## DESCRIPTION OF THE TASK
Could you continue the text below on whether sexuality has a history, picking up after its last sentence?

## READING TEXT
In this text Haperin is questioning if there is such a thing as a history of sexuality as “sex has no history” (p. 257). He claims, like Foucault, that sexuality is a modern production. “Unlike sex, sexuality is a cultural production: it represents the appropriation of the human body and of its physiological capacities by an ideological discourse.” (p. 257). Because of this sexuality according to him, does have a history even though it might be a short one.

So we have to differentiate sex which is hard-wired into human/animal nature and the term sexuality, which does have a history as it is a way attaching meaning to classifying sexual acts and sexual behaviors.

Harperin asks: “What, in particular, do we understand by our concept of “sexuality” As it is difficult to determine what it actually is and continues with “I think we understand “sexuality” to refer to a positive distinct, and constitutie feature of the human personality, to the characterological seat within the individual of sexual acts, desires, and pleasures – the determinate source from which all sexual expression proceeds. “Sexuality” in this sense is not a purely descriptive term, a neutral representation of some objective state of affairs or a simple recognition of some familiar facts about us; rather, it is a distinctive way of constructing, organizing and interpreting those “facts,” and it performs quite a lot of conceptual work.” (p. 259)

“First of all, sexuality defines itself as a separate, sexual domain within the larger field of human psychophysical nature. Second, sexuality effects the conceptual demarcation and isolation of that domain from other areas of personal and social life that have traditionally cut across it, such as carnality, venery, libertinism, virility, passion, amorousness, eroticism, intimacy, love, affection, appetite, and desire - to name but a few of the older claimants to territories more recently staked out by sexuality. Finally, sexuality generates sexual identity: it endows each of us with an individual sexual nature, with a personal essence defined (at least in part) in specifically sexual terms; it implies that human beings are individuated at the level of their sexuality, that they differ from one another int their sexuality and, indeeds, being to different types or kinds of being by virtue of their sexuality. (p. 259)

## RECORDS
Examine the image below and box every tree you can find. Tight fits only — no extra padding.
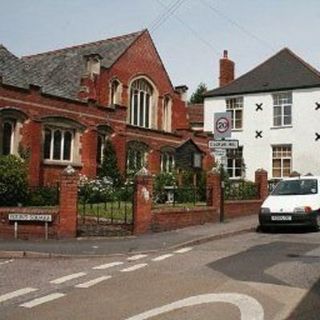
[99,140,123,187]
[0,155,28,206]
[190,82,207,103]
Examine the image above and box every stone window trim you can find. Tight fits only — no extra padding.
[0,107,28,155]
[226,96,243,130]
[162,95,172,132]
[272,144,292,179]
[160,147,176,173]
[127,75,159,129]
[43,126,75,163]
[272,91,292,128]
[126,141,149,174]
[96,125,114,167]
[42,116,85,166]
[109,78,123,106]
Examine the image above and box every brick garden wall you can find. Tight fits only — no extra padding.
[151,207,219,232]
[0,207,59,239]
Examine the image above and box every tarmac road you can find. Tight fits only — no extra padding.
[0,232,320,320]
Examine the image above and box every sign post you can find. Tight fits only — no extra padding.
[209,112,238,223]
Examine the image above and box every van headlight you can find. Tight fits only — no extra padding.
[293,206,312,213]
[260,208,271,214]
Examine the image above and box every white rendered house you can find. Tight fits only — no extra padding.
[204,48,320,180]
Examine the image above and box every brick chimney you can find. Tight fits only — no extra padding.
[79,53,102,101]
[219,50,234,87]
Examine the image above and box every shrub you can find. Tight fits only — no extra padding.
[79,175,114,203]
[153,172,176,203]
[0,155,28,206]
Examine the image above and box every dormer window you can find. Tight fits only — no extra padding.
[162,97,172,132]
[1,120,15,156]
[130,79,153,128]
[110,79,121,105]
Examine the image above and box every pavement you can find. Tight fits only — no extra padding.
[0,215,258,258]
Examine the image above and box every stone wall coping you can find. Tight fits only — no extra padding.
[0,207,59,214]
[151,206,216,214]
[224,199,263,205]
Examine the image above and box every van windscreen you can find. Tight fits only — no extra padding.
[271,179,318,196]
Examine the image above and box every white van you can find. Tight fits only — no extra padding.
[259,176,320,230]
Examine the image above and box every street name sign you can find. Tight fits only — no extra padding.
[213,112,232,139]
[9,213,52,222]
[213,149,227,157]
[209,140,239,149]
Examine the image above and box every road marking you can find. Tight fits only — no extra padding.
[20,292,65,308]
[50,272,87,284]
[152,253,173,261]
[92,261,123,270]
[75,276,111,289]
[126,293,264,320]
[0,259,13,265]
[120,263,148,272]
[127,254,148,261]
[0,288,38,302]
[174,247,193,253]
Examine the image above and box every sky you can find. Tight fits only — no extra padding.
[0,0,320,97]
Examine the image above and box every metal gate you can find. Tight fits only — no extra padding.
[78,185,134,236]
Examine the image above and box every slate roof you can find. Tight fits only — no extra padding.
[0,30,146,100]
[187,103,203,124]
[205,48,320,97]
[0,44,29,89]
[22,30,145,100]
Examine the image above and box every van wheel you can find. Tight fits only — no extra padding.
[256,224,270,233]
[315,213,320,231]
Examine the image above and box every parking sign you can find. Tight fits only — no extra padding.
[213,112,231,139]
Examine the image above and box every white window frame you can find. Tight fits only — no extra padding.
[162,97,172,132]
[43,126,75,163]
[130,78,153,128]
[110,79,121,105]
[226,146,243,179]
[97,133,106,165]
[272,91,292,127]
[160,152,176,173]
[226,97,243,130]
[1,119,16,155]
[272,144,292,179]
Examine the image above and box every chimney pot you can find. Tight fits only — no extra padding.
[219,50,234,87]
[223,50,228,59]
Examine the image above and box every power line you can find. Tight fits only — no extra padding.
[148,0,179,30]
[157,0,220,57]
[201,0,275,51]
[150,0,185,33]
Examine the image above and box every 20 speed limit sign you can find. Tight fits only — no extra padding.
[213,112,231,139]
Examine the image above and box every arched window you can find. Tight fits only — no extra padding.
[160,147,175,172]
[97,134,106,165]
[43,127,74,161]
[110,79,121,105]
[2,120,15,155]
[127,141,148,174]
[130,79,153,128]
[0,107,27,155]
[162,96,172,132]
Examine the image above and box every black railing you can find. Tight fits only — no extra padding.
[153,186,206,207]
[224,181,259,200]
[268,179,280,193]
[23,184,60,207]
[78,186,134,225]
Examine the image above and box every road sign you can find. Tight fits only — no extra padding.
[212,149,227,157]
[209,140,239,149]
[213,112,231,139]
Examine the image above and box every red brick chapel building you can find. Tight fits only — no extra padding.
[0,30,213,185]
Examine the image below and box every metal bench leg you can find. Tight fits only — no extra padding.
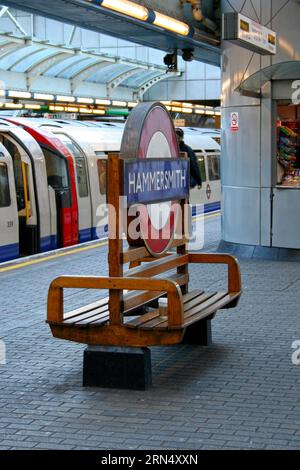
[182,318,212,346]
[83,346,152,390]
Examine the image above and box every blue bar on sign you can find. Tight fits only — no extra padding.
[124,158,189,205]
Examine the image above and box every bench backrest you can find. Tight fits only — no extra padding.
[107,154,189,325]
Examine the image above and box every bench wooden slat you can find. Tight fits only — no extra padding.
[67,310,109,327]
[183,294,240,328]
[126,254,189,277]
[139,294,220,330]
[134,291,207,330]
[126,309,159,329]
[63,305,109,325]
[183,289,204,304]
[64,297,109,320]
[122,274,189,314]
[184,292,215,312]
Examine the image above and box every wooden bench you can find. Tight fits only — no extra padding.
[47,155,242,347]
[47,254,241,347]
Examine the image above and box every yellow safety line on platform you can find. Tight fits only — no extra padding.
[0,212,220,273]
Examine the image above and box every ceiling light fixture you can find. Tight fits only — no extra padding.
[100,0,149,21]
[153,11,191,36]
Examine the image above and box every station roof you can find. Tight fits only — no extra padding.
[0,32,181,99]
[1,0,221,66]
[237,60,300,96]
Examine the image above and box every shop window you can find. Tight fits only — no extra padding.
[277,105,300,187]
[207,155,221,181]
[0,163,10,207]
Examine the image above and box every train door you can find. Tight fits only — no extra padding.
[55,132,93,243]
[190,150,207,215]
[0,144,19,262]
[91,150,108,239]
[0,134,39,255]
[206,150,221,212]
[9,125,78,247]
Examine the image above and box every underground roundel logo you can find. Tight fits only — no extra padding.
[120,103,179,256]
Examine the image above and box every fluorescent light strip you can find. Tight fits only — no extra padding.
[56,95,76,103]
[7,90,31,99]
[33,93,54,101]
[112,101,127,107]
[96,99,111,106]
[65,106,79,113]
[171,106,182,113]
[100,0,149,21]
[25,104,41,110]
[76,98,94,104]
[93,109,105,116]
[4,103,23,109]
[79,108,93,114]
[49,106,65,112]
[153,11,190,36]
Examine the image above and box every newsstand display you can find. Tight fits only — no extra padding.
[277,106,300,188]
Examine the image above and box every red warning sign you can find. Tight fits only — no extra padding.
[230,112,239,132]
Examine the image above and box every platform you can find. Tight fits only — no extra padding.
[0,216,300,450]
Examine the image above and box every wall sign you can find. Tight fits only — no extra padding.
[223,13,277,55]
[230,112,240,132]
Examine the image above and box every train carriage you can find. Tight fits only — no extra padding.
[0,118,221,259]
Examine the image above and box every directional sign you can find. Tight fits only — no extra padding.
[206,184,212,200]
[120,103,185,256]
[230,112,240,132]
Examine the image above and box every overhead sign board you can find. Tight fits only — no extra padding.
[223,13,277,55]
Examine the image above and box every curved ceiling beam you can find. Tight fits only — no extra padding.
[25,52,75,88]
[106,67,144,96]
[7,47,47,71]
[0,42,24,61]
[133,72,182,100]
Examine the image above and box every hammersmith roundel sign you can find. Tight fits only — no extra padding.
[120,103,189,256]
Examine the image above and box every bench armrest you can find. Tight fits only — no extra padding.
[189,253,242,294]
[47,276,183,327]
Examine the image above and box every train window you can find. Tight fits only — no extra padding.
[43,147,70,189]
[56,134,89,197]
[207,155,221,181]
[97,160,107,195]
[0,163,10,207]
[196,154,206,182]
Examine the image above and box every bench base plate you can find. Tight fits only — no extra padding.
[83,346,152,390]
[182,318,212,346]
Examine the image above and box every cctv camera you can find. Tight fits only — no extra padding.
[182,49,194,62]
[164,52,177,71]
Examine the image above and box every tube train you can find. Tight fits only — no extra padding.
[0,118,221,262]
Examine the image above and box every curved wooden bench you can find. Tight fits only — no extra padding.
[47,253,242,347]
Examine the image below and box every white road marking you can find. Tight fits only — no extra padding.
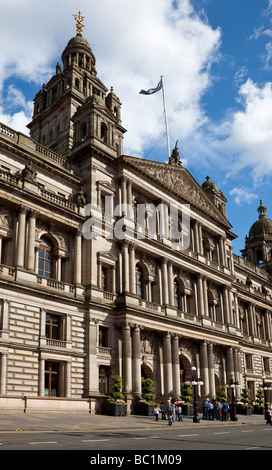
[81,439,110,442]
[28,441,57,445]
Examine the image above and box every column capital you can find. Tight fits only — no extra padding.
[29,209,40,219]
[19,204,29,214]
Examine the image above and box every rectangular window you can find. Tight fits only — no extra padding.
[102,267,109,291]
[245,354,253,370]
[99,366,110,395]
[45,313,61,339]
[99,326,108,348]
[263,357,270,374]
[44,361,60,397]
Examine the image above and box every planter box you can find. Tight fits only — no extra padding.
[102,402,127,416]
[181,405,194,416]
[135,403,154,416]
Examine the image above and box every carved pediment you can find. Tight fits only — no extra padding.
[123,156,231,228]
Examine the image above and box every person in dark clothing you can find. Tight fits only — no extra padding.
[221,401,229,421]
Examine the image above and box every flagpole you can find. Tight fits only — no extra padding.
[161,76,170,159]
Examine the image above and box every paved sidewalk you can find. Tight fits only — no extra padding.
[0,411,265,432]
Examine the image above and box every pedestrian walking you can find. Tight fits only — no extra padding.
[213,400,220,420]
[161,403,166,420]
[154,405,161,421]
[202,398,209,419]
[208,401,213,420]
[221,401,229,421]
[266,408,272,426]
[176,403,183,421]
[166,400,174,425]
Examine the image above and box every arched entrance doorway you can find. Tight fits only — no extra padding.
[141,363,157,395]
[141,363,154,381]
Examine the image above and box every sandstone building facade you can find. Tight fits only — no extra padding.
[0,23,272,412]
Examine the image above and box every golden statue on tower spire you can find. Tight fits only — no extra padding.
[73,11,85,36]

## THE RESULT
Harperin pinpoints two themes that seem essential to the modern notion of sexuality which are not found in Ancient Greece:
“(1)The autonomy of sexuality as a separate sphere of existence (deeply implicated in other areas of life, to be sure, but distinct from them and capable of acting on them at least as much as it is acted on by them), (2)and the function of sexuality as a principle of individuation in human natures.” (p. 259)



How did the Ancient Greeks consider sex then? Firstly we have to consider the big class divide at that time. “Sex is portrayed in Athenian documents not as a mutual enterprise in which two or more persons jointly engage but as an action performed by a social superior upon a social inferior. (p. 260).

Secondly even though same sex activities did occur, one cannot speak about homosexuality, as that concept did not exist. As mentioned above it was a question of rank and status that decided who could penetrate whom.